Records from a dataset —
=== Begin Enclosure ===

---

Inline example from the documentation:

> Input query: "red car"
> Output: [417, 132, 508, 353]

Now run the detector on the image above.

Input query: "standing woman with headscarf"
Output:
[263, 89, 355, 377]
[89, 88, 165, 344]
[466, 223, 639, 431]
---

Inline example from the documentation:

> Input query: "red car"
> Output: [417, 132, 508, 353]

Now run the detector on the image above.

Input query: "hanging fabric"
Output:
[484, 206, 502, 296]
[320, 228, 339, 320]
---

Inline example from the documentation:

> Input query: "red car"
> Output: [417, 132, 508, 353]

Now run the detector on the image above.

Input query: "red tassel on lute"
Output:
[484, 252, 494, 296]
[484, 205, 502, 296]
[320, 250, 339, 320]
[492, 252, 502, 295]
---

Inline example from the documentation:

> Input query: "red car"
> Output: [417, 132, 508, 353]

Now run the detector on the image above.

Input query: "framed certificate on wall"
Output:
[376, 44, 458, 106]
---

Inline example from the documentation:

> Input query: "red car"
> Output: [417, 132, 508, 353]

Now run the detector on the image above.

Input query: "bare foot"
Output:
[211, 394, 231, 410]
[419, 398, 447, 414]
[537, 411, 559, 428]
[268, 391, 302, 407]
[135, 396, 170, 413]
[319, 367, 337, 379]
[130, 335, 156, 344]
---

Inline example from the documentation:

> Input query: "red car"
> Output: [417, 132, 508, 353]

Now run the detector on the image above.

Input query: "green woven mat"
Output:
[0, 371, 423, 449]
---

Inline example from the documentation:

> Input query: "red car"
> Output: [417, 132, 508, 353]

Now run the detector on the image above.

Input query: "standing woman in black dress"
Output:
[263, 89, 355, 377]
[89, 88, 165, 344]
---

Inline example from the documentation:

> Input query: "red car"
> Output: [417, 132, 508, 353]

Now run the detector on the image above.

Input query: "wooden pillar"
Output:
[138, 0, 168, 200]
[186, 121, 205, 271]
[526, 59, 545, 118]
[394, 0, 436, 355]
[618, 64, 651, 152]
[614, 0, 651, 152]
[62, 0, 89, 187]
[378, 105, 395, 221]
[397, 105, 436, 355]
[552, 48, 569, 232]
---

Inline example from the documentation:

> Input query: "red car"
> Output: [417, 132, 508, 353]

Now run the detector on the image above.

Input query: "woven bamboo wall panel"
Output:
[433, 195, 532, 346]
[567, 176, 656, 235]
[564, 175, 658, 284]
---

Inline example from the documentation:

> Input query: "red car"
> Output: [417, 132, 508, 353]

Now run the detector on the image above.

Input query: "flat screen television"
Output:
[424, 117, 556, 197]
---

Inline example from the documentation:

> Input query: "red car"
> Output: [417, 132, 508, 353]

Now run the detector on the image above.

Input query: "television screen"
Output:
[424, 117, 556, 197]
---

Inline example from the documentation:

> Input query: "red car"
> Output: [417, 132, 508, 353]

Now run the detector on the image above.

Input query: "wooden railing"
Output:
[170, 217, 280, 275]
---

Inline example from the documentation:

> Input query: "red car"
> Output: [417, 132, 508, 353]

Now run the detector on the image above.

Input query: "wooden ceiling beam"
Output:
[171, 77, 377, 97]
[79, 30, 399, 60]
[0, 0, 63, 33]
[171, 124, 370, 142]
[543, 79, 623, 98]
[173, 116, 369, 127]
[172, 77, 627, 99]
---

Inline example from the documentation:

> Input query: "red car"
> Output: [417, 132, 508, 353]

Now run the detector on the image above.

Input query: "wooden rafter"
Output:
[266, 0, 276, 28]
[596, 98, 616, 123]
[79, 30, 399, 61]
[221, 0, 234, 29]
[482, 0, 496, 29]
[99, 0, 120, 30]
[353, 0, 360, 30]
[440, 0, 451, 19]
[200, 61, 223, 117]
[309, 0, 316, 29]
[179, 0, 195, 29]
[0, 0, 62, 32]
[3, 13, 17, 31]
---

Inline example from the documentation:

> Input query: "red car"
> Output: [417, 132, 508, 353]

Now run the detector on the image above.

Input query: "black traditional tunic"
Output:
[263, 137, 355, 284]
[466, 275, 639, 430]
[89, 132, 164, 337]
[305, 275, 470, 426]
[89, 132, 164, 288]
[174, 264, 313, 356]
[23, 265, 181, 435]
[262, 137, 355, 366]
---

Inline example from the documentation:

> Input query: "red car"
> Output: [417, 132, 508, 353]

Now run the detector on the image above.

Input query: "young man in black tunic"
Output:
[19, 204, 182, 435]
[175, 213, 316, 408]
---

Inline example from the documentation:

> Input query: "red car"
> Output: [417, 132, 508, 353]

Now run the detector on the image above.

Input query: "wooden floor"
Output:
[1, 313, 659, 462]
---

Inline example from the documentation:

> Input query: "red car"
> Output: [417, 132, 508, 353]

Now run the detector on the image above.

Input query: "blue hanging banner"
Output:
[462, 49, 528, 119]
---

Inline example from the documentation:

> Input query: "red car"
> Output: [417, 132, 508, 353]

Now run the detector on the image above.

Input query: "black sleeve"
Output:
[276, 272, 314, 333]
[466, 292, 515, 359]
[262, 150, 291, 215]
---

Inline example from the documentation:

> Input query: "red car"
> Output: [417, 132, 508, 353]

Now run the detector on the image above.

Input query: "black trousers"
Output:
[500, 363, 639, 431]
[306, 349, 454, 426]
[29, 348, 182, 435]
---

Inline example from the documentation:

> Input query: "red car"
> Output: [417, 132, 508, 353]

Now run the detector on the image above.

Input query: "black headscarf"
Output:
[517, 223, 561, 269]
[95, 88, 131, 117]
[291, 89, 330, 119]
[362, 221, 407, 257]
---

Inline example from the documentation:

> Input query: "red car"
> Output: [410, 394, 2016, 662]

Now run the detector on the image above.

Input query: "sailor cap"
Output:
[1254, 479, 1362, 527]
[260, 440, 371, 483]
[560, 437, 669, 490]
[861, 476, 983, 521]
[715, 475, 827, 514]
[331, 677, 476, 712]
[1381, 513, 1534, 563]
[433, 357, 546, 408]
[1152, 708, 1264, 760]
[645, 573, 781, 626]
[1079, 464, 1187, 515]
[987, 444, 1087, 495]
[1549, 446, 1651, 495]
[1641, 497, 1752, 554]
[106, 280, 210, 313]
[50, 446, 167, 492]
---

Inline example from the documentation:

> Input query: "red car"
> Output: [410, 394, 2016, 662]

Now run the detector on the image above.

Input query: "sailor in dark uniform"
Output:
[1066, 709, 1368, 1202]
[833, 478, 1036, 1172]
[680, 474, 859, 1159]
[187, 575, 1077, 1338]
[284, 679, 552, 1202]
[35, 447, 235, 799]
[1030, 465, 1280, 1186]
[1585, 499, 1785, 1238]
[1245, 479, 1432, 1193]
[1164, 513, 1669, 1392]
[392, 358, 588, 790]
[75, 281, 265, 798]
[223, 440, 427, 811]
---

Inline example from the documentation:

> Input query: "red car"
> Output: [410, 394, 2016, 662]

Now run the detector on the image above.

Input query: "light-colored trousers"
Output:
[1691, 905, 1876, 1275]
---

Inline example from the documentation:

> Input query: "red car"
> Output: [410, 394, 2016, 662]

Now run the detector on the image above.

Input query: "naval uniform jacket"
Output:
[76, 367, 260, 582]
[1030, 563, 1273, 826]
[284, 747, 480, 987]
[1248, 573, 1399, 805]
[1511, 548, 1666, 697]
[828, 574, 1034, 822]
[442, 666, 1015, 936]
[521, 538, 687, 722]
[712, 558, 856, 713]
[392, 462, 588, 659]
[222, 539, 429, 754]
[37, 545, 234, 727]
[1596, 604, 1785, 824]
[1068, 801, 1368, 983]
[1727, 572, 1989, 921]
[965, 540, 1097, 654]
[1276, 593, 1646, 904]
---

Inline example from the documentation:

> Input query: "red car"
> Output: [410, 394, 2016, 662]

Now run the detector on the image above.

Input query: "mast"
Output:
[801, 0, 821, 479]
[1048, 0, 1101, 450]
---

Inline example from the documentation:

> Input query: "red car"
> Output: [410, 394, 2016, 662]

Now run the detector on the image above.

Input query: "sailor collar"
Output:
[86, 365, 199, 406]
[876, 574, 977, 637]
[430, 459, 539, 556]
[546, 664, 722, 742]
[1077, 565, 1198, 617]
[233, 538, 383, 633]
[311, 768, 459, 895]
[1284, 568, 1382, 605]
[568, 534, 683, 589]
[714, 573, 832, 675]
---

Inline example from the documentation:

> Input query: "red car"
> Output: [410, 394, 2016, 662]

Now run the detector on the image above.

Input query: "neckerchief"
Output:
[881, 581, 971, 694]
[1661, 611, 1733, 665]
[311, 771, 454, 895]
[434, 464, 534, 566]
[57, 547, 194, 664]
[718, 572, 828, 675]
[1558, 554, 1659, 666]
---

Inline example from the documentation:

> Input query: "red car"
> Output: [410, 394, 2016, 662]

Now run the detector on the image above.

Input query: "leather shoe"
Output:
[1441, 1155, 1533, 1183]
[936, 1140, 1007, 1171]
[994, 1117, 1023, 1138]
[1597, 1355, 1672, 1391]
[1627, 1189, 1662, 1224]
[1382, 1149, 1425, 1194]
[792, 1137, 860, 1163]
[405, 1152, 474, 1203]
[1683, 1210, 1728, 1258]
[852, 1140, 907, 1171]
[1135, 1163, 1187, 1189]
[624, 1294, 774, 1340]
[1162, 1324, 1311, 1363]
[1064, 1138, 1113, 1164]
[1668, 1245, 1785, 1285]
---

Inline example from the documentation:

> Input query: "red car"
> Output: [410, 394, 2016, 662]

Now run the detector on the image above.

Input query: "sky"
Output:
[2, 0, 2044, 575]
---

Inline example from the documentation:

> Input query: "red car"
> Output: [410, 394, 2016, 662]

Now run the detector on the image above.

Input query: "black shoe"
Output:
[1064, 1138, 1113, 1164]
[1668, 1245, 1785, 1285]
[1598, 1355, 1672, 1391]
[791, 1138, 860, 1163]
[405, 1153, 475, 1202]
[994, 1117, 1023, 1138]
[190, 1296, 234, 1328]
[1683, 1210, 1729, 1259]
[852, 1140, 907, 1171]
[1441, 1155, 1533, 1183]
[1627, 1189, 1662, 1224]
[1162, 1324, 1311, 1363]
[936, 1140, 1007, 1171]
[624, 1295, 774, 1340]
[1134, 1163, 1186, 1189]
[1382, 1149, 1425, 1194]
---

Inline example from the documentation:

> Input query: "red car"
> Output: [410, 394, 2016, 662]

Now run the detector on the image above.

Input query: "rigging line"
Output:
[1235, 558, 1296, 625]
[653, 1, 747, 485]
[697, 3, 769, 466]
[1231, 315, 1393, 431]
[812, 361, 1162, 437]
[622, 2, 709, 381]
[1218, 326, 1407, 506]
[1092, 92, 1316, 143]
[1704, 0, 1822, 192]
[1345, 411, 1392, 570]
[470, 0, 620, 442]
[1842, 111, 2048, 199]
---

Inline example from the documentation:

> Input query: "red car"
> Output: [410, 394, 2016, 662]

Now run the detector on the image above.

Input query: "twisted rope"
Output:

=== End Enclosure ===

EXERCISE BRIEF —
Across the entries above, how many lines carry the word "trousers"? Write only the number.

OUTPUT FOR THIS TASK —
2